#### Requests:
**1)** Using the text on motorcycling in the Lewiston-Clarkston Valley, decide whether each statement agrees with it, answering yes or no and quoting the deciding words: (a) McClain ran a cycle shop in Clarkston. (b) The Kawasaki Z-1 was introduced in 1960. (c) In the 1940s, people traveled farther on motorcycles than they do today.
**2)** List every place the text on motorcycling in the Lewiston-Clarkston Valley names as a run or destination for the valley's motorcyclists.
**3)** Translate this sentence from the text on motorcycling in the Lewiston-Clarkston Valley into Spanish: "In the 1940s the average distances people traveled on motorcycles were much less than they are these days."

In 1940, McClain said when he was struggling with a Clarkston motorcycle delivery business which hauled "anything we could get on," as well as a cycle shop, there were so few motorcycles in the area that he learned to tell each one by its sound. "We used to laugh about it - a motorcycle would go by and we'd tell who it was without even looking at it," he says. "We knew the sounds of each other's machines."

The numbers increased in the early 1950s, specially after the British bikes began to come into the market.

But motorcycling really did not become the popular sport it is today until the Japanese introduced their models in the 1960s, McClain says.

"Motorcycling wasn't really taking on since about 1960 when the Honda people came in and did a whole lot of advertising, making small machines anybody could handle," he said. "The riding ability has been greatly increased ... they handle alot smoother, a lot quieter."

But, says McClain, it was another machine that started people riding longer distances. "A Kawasaki Z-1 (which was introduced in 1973) started a lot of people riding. That's when people started traveling," he said.

In the 1940s the average distances people traveled on motorcycles were much less than they are these days.

Some popular runs for Lewiston-Clarkston Valley motorcyclists were to Walla Walla and Spokane, with Missoula, Boise, Portland and Seattle being common destinations too. "It wasn't too uncommon the run 250 to 300 miles a day," McClain said.

#### Data rows:
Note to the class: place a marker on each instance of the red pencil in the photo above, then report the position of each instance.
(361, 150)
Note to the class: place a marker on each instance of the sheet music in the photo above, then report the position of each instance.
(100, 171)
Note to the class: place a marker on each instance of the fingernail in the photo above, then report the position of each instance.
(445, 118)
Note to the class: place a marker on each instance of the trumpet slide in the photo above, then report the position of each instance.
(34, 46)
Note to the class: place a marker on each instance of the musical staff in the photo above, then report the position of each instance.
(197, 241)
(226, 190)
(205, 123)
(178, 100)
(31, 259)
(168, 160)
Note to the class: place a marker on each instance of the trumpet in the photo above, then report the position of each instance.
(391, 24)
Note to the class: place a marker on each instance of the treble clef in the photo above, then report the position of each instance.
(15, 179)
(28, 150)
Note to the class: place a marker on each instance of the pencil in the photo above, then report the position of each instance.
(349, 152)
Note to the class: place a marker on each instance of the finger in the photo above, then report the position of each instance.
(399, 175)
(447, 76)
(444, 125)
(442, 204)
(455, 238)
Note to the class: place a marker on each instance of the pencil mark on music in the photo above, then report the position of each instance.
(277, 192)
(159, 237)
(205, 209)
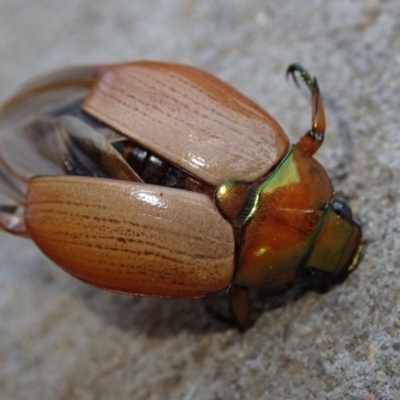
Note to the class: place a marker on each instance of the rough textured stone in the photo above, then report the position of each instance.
(60, 339)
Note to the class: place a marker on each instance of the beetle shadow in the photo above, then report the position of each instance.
(163, 318)
(155, 317)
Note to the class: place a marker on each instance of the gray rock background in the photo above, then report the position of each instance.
(60, 339)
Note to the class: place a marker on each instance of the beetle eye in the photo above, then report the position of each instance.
(342, 209)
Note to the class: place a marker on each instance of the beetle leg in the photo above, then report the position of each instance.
(240, 305)
(313, 139)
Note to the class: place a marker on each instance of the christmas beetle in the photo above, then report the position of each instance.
(156, 179)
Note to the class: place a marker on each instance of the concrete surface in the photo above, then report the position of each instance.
(60, 339)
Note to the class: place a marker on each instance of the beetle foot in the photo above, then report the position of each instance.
(293, 68)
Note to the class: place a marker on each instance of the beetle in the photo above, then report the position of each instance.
(157, 179)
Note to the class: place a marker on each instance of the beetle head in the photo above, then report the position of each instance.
(337, 248)
(296, 228)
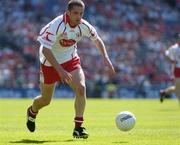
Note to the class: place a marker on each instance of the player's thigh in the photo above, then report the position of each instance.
(177, 84)
(47, 90)
(78, 79)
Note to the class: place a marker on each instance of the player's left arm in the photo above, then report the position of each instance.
(100, 45)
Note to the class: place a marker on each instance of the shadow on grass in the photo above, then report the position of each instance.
(120, 142)
(32, 141)
(28, 141)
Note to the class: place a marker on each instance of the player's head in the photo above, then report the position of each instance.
(75, 10)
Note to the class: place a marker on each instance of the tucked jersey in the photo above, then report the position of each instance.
(174, 54)
(62, 39)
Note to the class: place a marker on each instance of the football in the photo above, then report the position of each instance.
(125, 120)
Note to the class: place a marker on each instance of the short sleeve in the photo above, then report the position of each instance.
(47, 35)
(89, 31)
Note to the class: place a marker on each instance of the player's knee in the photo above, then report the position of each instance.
(81, 89)
(45, 102)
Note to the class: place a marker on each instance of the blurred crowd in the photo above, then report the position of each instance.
(136, 34)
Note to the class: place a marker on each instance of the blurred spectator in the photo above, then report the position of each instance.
(136, 33)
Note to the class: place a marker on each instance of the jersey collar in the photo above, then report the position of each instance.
(66, 19)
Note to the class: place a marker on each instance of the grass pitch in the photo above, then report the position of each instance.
(157, 124)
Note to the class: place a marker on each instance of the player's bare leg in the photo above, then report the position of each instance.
(78, 85)
(40, 101)
(177, 90)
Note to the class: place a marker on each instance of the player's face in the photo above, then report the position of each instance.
(75, 14)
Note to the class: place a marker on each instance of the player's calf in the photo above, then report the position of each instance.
(31, 116)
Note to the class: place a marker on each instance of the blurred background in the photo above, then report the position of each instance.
(136, 34)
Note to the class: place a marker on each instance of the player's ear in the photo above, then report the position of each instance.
(68, 12)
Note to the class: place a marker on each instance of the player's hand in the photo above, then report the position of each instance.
(65, 76)
(109, 66)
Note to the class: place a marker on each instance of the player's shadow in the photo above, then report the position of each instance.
(120, 142)
(28, 141)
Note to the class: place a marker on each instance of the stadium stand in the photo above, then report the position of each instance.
(136, 33)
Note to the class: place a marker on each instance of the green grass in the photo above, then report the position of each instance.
(157, 124)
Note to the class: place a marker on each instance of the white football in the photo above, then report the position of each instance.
(125, 120)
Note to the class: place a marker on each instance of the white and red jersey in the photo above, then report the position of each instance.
(62, 38)
(174, 54)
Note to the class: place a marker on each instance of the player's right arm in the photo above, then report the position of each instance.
(65, 76)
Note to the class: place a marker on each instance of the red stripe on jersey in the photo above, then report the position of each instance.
(87, 26)
(58, 27)
(80, 30)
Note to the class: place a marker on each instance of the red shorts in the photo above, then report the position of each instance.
(177, 72)
(49, 75)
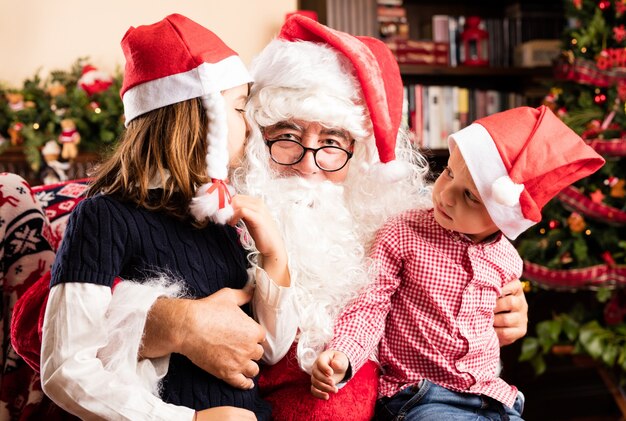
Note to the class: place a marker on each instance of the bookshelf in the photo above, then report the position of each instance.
(512, 22)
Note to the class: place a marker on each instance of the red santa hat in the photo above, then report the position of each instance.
(520, 159)
(175, 60)
(93, 80)
(377, 73)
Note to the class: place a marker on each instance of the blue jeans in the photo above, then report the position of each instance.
(428, 401)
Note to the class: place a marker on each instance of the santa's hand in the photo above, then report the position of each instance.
(329, 369)
(213, 332)
(267, 237)
(511, 313)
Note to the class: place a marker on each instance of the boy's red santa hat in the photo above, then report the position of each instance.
(520, 159)
(377, 73)
(175, 60)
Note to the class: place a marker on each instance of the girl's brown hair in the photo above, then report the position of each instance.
(169, 139)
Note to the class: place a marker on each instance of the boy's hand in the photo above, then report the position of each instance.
(329, 369)
(511, 313)
(225, 413)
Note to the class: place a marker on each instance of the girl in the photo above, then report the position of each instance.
(184, 91)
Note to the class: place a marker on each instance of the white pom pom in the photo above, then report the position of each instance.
(391, 171)
(506, 192)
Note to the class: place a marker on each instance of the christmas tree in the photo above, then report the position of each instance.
(83, 97)
(580, 244)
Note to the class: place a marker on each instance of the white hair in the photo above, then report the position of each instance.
(314, 83)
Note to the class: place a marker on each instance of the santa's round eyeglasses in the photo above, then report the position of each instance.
(290, 152)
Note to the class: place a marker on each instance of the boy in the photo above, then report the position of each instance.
(440, 271)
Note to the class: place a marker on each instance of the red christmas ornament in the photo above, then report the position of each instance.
(597, 196)
(93, 80)
(608, 258)
(613, 314)
(619, 33)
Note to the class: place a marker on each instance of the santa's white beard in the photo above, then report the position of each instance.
(326, 256)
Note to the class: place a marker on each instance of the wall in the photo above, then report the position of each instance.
(47, 35)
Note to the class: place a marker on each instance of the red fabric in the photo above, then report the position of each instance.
(288, 389)
(183, 45)
(525, 138)
(376, 69)
(27, 322)
(431, 306)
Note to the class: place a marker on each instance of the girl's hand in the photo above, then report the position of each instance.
(329, 369)
(511, 314)
(267, 237)
(224, 413)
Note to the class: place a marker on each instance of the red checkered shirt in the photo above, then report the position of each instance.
(431, 308)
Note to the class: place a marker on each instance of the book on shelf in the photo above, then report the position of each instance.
(521, 24)
(434, 112)
(392, 22)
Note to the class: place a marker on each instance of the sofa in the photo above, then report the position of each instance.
(32, 223)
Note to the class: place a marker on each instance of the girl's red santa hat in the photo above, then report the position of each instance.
(520, 159)
(175, 60)
(377, 73)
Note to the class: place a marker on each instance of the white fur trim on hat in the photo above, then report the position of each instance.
(213, 199)
(206, 204)
(485, 165)
(327, 92)
(207, 77)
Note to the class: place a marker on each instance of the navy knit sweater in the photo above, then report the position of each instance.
(106, 238)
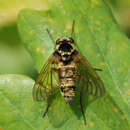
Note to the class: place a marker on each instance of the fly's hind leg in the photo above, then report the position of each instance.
(81, 105)
(49, 102)
(47, 108)
(97, 69)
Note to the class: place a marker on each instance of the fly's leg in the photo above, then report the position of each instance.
(48, 105)
(97, 69)
(81, 105)
(47, 108)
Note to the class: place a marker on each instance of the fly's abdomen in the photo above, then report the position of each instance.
(67, 83)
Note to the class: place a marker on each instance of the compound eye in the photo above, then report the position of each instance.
(71, 39)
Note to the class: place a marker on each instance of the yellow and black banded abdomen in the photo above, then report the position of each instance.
(67, 83)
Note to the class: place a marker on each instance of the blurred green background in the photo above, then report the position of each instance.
(14, 58)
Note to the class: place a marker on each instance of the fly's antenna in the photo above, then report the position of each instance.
(72, 32)
(50, 35)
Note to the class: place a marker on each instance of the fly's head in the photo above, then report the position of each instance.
(64, 48)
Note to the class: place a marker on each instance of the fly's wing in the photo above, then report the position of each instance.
(89, 79)
(44, 85)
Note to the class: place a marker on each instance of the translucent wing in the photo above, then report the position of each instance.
(44, 85)
(89, 78)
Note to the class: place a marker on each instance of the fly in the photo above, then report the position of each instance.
(72, 70)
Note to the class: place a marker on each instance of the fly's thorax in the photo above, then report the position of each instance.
(65, 49)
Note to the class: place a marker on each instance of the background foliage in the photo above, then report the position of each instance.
(116, 106)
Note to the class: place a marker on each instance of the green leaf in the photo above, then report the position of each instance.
(101, 41)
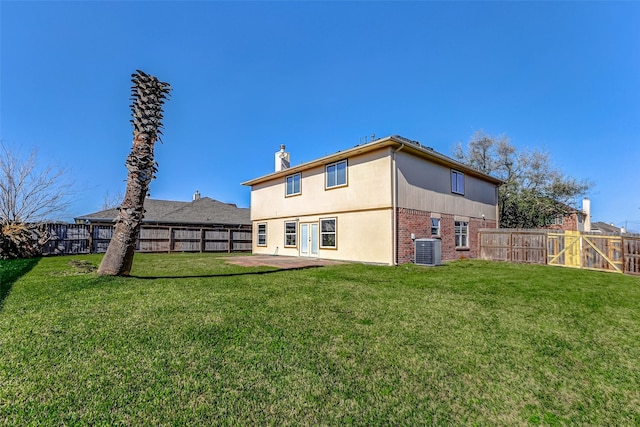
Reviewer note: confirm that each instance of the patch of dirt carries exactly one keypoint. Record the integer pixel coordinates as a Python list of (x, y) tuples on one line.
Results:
[(278, 261)]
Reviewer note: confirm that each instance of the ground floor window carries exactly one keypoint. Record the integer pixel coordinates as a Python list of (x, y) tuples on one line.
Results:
[(262, 234), (328, 233), (290, 233), (462, 234), (435, 226)]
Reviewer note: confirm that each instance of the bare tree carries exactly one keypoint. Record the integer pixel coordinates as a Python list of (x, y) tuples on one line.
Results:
[(148, 95), (30, 192), (534, 191)]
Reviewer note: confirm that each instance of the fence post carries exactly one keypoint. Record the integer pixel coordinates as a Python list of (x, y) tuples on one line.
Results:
[(90, 238)]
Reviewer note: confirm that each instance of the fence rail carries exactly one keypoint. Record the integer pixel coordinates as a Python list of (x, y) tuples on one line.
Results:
[(83, 239), (619, 253)]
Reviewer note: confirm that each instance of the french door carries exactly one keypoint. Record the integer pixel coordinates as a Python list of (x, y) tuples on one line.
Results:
[(309, 239)]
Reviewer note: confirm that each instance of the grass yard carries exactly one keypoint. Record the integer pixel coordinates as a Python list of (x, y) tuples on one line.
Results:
[(192, 340)]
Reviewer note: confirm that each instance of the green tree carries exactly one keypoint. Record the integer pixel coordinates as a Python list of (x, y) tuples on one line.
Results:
[(534, 192), (148, 95)]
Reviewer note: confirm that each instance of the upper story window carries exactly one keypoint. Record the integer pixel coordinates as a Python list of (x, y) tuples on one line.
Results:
[(336, 174), (293, 184), (457, 182), (262, 234), (328, 233)]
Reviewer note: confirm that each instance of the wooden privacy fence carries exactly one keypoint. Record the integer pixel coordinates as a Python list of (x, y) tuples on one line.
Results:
[(617, 253), (84, 239)]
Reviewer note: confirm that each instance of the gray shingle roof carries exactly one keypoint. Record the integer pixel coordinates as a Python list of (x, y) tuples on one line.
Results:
[(204, 211)]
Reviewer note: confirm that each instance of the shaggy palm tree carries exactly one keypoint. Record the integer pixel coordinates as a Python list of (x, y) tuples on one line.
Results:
[(148, 95)]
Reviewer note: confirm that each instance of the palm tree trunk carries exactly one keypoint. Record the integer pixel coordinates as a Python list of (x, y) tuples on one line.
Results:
[(148, 95)]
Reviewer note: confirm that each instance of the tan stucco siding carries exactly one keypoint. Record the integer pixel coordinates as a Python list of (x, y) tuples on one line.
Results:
[(427, 186), (368, 187), (362, 236)]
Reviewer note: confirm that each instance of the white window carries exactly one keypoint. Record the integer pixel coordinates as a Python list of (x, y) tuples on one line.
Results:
[(293, 184), (262, 234), (328, 233), (435, 226), (457, 182), (336, 174), (290, 235), (462, 234)]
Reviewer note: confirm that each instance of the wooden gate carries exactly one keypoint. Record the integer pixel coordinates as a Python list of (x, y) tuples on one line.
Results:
[(588, 251)]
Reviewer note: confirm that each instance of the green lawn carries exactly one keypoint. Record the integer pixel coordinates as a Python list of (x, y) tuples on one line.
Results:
[(191, 340)]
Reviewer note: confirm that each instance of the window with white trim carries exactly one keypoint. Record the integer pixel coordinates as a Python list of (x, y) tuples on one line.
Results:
[(457, 182), (262, 234), (290, 233), (336, 174), (435, 226), (328, 233), (293, 184), (461, 229)]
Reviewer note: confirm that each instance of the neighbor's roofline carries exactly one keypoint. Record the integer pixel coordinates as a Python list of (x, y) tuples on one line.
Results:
[(394, 140)]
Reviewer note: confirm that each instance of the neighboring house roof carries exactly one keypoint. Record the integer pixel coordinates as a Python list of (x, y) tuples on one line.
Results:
[(603, 227), (395, 141), (204, 211)]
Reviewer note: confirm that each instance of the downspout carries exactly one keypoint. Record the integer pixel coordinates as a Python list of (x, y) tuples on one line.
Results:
[(394, 198)]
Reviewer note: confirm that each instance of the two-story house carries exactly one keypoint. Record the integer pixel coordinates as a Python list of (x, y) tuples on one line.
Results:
[(369, 203)]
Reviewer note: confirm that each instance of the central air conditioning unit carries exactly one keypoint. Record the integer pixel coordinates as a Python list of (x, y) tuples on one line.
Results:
[(428, 252)]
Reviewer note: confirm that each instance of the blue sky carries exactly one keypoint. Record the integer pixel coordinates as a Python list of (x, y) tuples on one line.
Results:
[(562, 77)]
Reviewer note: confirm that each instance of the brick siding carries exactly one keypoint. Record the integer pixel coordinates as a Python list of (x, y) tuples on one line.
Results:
[(419, 223)]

#### Solved problems:
**1)**
(a) Yes: "as well as a cycle shop"
(b) No: "(which was introduced in 1973)"
(c) No: "In the 1940s the average distances people traveled on motorcycles were much less than they are these days."

**2)** Walla Walla, Spokane, Missoula, Boise, Portland, Seattle

**3)** En la década de 1940, las distancias promedio que la gente recorría en motocicleta eran mucho menores que las de hoy en día.